=== QUOTED TEXT ===
# Submarines



## Silver Hawk (Dec 2, 2003)

Always be interested in these.









If you ever get to the South Coast, make sure you visit the Submarine Museum at Gosport (nr. Portsmouth). A great day out.









Got to be one of my favorites --- the Soviet "Akula" class ... that aft fin makes it pretty unique.










(used without permission)










(used without permission)

Cheers

Paul


----------



## DavidH (Feb 24, 2003)

A scoot (if that is the right word) in a sub is one thing I would like to try. I think I would be more confident ,or less nervous, in that than flying.

A few years ago a Dutch (I think) navy submarine was parked at the docks behind the industrial estate.I asked the guy for a quick look inside and he said No but after a bit he came round. Just then a few other folk appeared and it was back to NO









Surprising that it was so small in diameter and length, certainly not comparable to an ocean going boat.

A bit off topic but I was surprised to see that the seaman was armed and standing on british soil.

They are battery/electric propelled, Is there no end to your crazy electric notions


----------



## JoT (Aug 12, 2003)

I have always promised myself a visit to the Gosport museum.

There is also a diesel sub preserved at Chatham Dockyards (and a WW2 Destroyer that I think still holds the RN's fastest ship record) that I did visit, also another good day out.


----------



## Silver Hawk (Dec 2, 2003)

JoT said:


> I have always promised myself a visit to the Gosport museum.


Make sure you go John.









HMS Alliance at Gosport...


----------



## Griff (Feb 23, 2003)

Used to talk many years ago to a man in the pub who served on T-Class submarine HMS Taku

Believe it was a sister ship to:-

Thetis


----------

=== DATA PROVIDED ===
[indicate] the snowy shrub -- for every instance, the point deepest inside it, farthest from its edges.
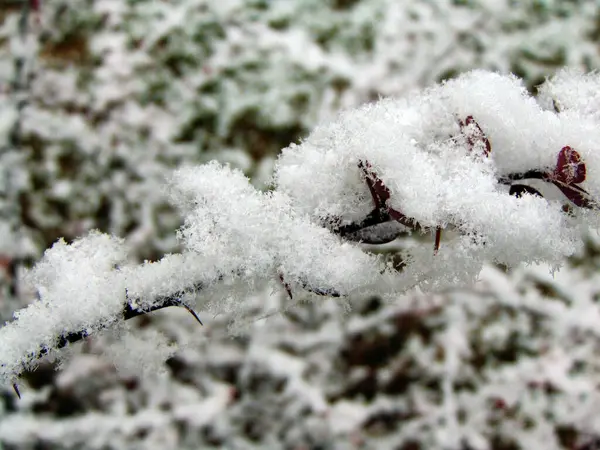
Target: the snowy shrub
(124, 91)
(455, 156)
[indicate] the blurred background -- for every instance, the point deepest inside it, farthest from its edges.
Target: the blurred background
(101, 99)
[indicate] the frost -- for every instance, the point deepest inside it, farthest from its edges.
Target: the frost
(448, 157)
(79, 290)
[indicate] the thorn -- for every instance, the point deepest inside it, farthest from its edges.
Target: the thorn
(193, 313)
(438, 238)
(286, 286)
(16, 388)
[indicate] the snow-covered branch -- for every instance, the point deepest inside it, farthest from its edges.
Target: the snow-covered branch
(477, 156)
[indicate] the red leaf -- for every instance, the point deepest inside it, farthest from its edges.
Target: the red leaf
(474, 134)
(569, 167)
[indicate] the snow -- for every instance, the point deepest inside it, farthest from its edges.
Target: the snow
(510, 359)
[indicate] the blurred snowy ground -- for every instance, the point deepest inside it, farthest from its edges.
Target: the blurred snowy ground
(121, 92)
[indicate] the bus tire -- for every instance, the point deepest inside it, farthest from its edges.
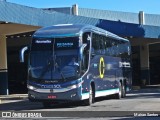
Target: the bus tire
(46, 104)
(91, 99)
(123, 91)
(119, 94)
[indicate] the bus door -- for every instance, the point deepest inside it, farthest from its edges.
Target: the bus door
(41, 59)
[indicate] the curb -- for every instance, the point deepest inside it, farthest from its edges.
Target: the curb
(12, 97)
(136, 87)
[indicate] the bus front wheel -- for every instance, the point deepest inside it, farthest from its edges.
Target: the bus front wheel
(91, 96)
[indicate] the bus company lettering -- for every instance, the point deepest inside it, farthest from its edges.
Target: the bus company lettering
(43, 41)
(64, 45)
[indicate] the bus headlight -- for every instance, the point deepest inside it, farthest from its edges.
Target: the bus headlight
(31, 87)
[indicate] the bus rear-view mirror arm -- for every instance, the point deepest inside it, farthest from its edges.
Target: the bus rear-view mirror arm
(81, 50)
(22, 51)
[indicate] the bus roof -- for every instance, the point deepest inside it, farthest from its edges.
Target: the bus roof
(68, 30)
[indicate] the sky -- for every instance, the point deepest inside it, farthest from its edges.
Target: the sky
(134, 6)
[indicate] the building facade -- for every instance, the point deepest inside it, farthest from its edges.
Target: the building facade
(17, 24)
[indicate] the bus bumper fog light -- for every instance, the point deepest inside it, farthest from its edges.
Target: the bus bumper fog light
(32, 96)
(31, 87)
(73, 95)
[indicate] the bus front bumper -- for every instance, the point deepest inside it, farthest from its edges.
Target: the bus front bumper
(71, 95)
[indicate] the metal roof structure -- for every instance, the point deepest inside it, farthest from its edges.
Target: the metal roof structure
(33, 17)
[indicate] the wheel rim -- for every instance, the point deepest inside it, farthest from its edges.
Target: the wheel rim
(91, 96)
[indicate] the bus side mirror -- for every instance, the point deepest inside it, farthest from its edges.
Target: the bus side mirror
(81, 50)
(22, 53)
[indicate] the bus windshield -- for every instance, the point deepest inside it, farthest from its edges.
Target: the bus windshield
(54, 59)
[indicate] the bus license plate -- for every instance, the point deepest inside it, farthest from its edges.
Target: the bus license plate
(52, 97)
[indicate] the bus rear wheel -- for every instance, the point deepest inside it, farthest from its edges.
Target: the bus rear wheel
(120, 92)
(123, 91)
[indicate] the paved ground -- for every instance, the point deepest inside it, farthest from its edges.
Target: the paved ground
(137, 103)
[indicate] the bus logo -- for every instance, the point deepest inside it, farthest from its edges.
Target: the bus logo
(101, 67)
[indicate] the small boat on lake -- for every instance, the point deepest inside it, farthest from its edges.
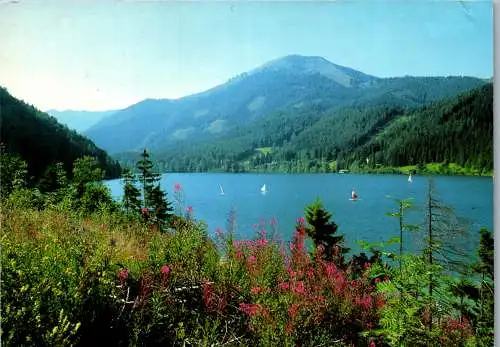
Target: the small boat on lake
(354, 196)
(263, 189)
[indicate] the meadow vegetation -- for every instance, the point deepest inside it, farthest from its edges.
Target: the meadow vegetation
(79, 268)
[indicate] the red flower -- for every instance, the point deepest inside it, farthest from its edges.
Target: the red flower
(299, 288)
(123, 275)
(250, 309)
(177, 187)
(256, 290)
(292, 310)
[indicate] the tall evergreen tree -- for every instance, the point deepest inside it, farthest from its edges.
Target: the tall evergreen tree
(154, 199)
(131, 195)
(147, 177)
(322, 230)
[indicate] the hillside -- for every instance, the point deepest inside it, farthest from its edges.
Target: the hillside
(292, 84)
(79, 120)
(41, 141)
(457, 130)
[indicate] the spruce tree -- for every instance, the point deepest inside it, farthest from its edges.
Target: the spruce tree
(322, 230)
(131, 195)
(154, 199)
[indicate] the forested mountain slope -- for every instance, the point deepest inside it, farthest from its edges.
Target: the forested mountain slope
(41, 141)
(289, 85)
(458, 130)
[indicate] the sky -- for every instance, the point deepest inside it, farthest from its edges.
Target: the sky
(102, 55)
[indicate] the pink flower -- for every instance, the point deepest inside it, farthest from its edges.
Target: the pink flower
(299, 288)
(284, 286)
(123, 275)
(250, 309)
(165, 270)
(218, 232)
(292, 310)
(256, 290)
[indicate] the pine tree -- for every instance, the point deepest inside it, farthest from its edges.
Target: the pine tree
(322, 230)
(154, 199)
(147, 177)
(131, 195)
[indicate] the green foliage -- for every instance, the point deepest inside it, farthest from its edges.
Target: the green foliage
(375, 138)
(41, 141)
(486, 254)
(322, 230)
(86, 170)
(13, 172)
(131, 195)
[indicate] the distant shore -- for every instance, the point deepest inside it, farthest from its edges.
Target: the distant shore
(430, 169)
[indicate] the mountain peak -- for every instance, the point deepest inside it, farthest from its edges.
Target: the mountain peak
(310, 65)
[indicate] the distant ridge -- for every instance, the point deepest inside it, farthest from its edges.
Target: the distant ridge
(292, 83)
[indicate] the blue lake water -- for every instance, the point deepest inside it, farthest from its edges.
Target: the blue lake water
(366, 219)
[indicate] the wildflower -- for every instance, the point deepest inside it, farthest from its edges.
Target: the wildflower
(284, 286)
(123, 275)
(379, 303)
(165, 270)
(207, 294)
(292, 310)
(218, 232)
(250, 309)
(256, 290)
(299, 288)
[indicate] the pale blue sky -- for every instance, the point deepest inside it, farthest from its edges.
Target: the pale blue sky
(107, 55)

=== TASK INSTRUCTIONS ===
In the submarines thread, which T-Class submarine did the man Griff spoke with in the pub serve on?

=== SOLVED PROBLEM ===
HMS Taku